--- Dokumen ---
Model dan tokenizer berhasil dimuat
Vocab size: 32768


## 4.2 Konfigurasi PEFT (LoRA)

In [None]:
# Persiapan model untuk kbit training
model = prepare_model_for_kbit_training(model)

# Konfigurasi LoRA (Low-Rank Adaptation)
# LoRA menambahkan layer kecil yang dapat dilatih tanpa mengubah model asli
peft_config = LoraConfig(
    lora_alpha=16,                       # Skala untuk bobot LoRA (biasanya 16 atau 32)
    lora_dropout=0.1,                    # Dropout untuk mencegah overfitting
    r=64,                                # Rank matriks LoRA (semakin tinggi = lebih ekspresif)
    bias="none",                         # Tidak melatih bias (menghemat parameter)
--- Data yang Diberikan ---
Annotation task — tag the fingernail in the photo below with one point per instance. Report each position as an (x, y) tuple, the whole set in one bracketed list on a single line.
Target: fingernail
---
Soal Tertulis 1:
Menurut dokumen, mengapa parameter bias diberi nilai "none" pada konfigurasi LoRA? Jelaskan dalam satu sampai tiga kalimat.
Soal Tertulis 2:
Kutip dari dokumen seluruh bagian mulai dari "Model dan tokenizer" ke bawah sampai "16 atau 32)", tanpa mengubah satu karakter pun.

Hasil Akhir 1:
Nilai "none" membuat bias tidak ikut dilatih. Dengan begitu, jumlah parameter yang dilatih menjadi lebih hemat.

Hasil Akhir 2:
Model dan tokenizer berhasil dimuat
Vocab size: 32768


## 4.2 Konfigurasi PEFT (LoRA)

In [None]:
# Persiapan model untuk kbit training
model = prepare_model_for_kbit_training(model)

# Konfigurasi LoRA (Low-Rank Adaptation)
# LoRA menambahkan layer kecil yang dapat dilatih tanpa mengubah model asli
peft_config = LoraConfig(
    lora_alpha=16,                       # Skala untuk bobot LoRA (biasanya 16 atau 32)